## Raw records
======

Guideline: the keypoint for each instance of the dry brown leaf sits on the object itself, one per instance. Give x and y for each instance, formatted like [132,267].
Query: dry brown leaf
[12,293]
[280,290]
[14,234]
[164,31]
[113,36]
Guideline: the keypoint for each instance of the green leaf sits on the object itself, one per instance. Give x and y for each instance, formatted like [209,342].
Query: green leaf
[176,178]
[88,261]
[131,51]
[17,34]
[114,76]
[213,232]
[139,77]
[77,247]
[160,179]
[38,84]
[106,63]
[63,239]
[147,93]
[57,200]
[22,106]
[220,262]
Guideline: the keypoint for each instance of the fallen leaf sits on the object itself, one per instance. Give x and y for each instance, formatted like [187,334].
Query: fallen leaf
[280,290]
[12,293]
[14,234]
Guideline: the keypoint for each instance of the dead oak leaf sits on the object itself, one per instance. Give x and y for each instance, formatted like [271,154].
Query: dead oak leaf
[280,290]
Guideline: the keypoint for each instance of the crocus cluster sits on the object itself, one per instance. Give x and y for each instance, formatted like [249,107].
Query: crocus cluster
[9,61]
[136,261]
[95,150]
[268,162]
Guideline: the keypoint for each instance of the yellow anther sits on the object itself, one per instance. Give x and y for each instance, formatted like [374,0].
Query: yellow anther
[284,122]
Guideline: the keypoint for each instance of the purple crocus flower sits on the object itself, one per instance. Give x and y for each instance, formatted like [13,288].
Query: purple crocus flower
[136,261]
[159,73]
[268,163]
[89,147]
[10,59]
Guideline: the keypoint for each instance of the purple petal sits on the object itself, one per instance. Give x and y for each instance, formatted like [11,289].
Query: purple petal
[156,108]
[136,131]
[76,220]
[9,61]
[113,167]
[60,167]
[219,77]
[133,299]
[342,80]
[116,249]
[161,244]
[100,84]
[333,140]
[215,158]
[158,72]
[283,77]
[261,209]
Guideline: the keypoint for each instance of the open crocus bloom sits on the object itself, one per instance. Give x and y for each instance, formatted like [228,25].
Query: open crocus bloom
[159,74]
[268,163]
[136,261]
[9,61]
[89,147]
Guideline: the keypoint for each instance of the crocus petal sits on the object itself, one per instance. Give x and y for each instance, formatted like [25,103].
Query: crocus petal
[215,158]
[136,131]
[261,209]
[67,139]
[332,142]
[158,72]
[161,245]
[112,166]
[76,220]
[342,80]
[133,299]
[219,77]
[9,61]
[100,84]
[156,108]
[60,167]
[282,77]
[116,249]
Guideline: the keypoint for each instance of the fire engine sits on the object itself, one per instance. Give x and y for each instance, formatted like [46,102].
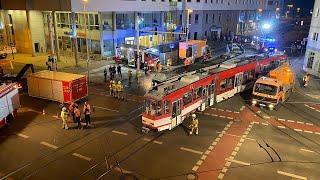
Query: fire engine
[169,103]
[9,102]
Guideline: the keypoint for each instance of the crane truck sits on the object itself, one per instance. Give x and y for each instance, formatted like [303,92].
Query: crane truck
[269,92]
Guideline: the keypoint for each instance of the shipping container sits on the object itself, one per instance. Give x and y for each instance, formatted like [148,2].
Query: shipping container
[9,102]
[58,86]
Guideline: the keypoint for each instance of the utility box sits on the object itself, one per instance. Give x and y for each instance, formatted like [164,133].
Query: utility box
[58,86]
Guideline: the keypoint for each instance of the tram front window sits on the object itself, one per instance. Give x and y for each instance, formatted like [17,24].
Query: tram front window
[266,89]
[153,107]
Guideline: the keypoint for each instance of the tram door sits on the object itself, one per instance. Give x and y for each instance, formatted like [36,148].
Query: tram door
[176,113]
[238,82]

======

## WHAT TO WORK ON
Rewrite every line from the one holding "Guideline: the keypoint for each instance of the shipping" through the end of the material, inclusive, copying the text lines unchanged, including the sample coordinates inside them. On each line that holds only a coordinate pair, multiply both numbers by 0.3 and round to whole numbers, with halves rounded up.

## OUTPUT FOR THIS EXERCISE
Guideline: the keypoint for each instance of the shipping container sits on the object itself, one per instance. Give x and y for each instance, formatted like [148,2].
Query: shipping container
[3,31]
[17,26]
Guideline: the keypoint for each instance of the utility box sits on the object itself, one per instance. Give x and y for each instance, formatted like [164,133].
Query: utility box
[17,26]
Guideline: the keypoint for each instance of the tram front window sits on the object itself, one per instance. Give x and y for each instance, formatted like [17,24].
Query: tram front window
[80,27]
[46,32]
Guideline: the keypoint for each instance of the tram door sits on the object itself, one per instance. Give x and y for each instance, formatted like [36,148].
Query: tram door
[53,34]
[71,25]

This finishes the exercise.